[Selected excerpt]
A juvenile detention center in Pittsburgh must close by Sept. 18 after the state announced it is pulling the facility’s provisional license amid findings that the professionals running the place failed to correct major violations for years.
About 90 employees work at the Shuman Juvenile Detention Center, and about 20 youths ages 14 to 20 live there, although it is designed to house 120 people. The Pennsylvania Department of Human Services informed Allegheny County officials that it was revoking the license, a move the county itself had recommended.
Unionized workers at the facility have since urged the state to reconsider the closure, but there is no indication their plea will make any difference. The county pledged to live up to its contract with the unions as it closes Shuman. County officials said closing Shuman, given its history, was in the best interest of residents and taxpayers.
“The licensing at the facility has been an ongoing issue,” County Manager William McKain said in a recent statement. “Over the last six years, we have put additional resources into the facility, supported new leadership and efforts by the professionals running the center, and continued to work with the courts and the state on alternatives. Yet, we continued to see violations that were only exacerbated during the pandemic with staffing challenges.”
[/Selected excerpt]
- _Assigned task 1_
In the article about the Shuman Juvenile Detention Center, how many youths live at the facility, and how many people is it designed to house?
- _Assigned task 2_
Continue the article about the Shuman Juvenile Detention Center from where it stops.
[Records supplied]
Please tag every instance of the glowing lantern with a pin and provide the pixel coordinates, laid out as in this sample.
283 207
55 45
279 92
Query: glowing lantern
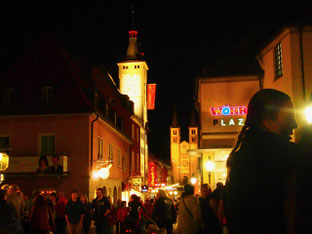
102 173
4 161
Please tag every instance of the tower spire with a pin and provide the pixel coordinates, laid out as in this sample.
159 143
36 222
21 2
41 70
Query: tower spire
133 49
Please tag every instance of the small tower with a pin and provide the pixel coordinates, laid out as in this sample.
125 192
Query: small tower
193 143
133 74
175 138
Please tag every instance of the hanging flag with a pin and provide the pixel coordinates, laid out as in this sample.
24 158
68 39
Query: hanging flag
151 93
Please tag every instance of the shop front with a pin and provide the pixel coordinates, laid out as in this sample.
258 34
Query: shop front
223 109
[/Records supplied]
- _Answer section 1_
About 20 youths live there, though it is designed to house 120 people.

- _Answer section 2_
For example, during visits between late July and early August, inspectors learned that 22 clients didn’t receive their prescribed medications because no nurse qualified to distribute them had been scheduled to work on some days.
“The amount and seriousness of the medication errors constitutes gross incompetence, negligence and misconduct in operating the facility that is likely to constitute an immediate danger to the life or health of the clients,” according to an inspection report posted in redacted form on the Health Services website.
Some of the violations inspectors found had been reported previously — as far back as 2018 — and were not corrected.
Inspections earlier this summer, for example, led to an investigation involving a boy who nearly died when he overdosed on heroin he had obtained while in Shuman.